- _Task directions_
All lines after the one containing "Target: printer on dresser" are needed, along with that line itself. Please repeat them exactly through the end of the entries.

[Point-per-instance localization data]
◆ ◆ ◆ ◆ ◆ ◆ ◆
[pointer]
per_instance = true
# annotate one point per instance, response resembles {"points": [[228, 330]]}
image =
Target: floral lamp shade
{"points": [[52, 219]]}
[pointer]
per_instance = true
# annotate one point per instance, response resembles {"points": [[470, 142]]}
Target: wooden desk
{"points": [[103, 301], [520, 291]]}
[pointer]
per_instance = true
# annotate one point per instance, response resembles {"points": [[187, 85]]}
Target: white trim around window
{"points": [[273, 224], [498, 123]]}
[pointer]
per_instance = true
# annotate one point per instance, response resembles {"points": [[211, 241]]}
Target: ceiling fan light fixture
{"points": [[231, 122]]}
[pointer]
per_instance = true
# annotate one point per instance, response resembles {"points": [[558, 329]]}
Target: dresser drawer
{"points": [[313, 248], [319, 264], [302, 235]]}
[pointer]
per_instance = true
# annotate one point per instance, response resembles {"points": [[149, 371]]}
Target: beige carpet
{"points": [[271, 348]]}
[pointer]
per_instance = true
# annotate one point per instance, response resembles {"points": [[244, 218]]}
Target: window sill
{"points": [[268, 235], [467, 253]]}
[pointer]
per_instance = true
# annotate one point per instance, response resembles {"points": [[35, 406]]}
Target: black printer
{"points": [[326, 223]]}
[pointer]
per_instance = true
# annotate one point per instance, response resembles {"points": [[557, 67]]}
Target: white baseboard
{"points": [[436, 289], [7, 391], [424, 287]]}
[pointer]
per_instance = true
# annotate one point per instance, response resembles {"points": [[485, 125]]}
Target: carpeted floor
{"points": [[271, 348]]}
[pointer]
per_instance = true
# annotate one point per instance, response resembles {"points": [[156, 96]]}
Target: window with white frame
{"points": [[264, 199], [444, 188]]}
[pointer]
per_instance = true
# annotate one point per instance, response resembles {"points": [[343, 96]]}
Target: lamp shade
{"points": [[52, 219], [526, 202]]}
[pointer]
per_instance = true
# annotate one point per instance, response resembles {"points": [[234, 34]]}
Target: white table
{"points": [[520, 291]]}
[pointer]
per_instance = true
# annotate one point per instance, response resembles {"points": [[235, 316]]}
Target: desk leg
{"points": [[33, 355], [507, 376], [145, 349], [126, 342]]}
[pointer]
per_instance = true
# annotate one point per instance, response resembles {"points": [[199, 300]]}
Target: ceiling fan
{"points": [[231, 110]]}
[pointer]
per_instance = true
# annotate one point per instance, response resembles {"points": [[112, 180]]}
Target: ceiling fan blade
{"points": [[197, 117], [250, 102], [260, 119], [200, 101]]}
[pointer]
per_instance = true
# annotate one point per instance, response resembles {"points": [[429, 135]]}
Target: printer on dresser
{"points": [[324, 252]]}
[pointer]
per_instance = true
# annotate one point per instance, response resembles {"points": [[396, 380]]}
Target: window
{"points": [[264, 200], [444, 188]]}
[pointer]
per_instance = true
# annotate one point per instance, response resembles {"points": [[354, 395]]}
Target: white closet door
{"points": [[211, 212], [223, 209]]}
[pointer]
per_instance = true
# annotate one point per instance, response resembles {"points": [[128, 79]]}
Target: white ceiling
◆ ◆ ◆ ◆ ◆ ◆ ◆
- _Solution below_
Target: printer on dresser
{"points": [[324, 252]]}
[pointer]
per_instance = true
# annotate one point per instance, response resembles {"points": [[396, 380]]}
Target: window
{"points": [[264, 200], [444, 188]]}
[pointer]
per_instance = true
# annotate one point per instance, response resembles {"points": [[354, 395]]}
Target: white closet door
{"points": [[211, 212], [223, 209]]}
[pointer]
per_instance = true
# annotate one point per instance, response resembles {"points": [[128, 79]]}
Target: white ceiling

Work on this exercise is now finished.